* _Stored data_:
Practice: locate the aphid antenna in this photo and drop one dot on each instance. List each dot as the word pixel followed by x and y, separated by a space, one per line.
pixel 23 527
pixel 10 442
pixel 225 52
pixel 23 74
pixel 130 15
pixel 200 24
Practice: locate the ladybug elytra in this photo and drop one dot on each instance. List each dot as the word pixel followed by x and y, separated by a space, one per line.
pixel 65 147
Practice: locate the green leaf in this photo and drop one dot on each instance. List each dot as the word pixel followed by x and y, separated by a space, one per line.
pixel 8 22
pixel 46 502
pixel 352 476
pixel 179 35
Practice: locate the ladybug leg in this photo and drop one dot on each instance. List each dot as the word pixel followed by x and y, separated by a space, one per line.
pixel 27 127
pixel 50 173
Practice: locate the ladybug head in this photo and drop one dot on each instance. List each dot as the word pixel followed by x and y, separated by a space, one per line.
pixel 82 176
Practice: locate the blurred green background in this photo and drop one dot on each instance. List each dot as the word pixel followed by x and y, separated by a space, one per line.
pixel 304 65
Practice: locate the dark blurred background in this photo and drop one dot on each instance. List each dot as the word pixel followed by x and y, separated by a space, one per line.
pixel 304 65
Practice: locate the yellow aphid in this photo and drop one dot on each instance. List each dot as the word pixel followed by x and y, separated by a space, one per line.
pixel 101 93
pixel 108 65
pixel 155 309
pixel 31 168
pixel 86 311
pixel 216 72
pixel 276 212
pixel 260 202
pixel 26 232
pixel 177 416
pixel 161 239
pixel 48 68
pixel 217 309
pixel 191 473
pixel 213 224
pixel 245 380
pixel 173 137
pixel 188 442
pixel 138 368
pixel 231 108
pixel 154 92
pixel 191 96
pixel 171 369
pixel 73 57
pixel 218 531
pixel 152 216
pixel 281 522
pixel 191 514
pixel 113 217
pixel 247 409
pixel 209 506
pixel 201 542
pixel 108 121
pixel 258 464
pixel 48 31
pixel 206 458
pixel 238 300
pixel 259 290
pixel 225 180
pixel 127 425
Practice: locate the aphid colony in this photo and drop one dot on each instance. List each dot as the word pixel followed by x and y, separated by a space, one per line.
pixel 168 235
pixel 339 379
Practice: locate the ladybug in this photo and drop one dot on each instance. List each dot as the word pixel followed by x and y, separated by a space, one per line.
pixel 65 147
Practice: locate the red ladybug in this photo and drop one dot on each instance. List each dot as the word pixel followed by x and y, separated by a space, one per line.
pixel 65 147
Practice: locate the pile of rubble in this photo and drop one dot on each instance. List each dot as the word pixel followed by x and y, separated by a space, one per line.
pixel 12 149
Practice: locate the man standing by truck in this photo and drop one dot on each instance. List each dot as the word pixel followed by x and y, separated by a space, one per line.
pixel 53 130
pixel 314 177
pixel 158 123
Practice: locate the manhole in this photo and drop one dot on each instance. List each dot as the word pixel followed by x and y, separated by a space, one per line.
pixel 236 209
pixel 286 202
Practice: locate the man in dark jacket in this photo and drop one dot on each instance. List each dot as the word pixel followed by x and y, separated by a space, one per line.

* _Set task_: Quote exactly the line containing "Practice: locate the aphid colony" and every later line through the end of the listing, and no other lines.

* _Result below_:
Practice: locate the aphid colony in this photo and drop one dot on each instance. List each dot as the word pixel followed by x and y, separated by a space, one per line.
pixel 168 235
pixel 339 379
Practice: locate the ladybug in this photo and drop one dot on each instance. List each dot as the word pixel followed by x and y, separated by a space, one per line.
pixel 65 147
Practice: locate the red ladybug in this photo and drop one dot on each instance. List each dot as the word pixel followed by x and y, separated by a space, one per line.
pixel 65 147
Practice: locate the pile of rubble in this photo and drop one dot on each instance. List each dot as the word pixel followed by x and y, separated by a space, one per line.
pixel 12 149
Practice: locate the man standing by truck in this photo and drop one dot on each instance. List each dot as the word pixel followed by x and y, separated by a space, one per line.
pixel 53 130
pixel 314 177
pixel 158 123
Practice: locate the manhole in this photo and drop one dot on each instance. List each dot as the word pixel followed by x and y, separated by a space, one per line.
pixel 236 209
pixel 286 202
Practice: locate the man in dark jacket in this photo and drop one dot on each instance. List each dot as the word pixel followed by x and y, separated by a space, one per line.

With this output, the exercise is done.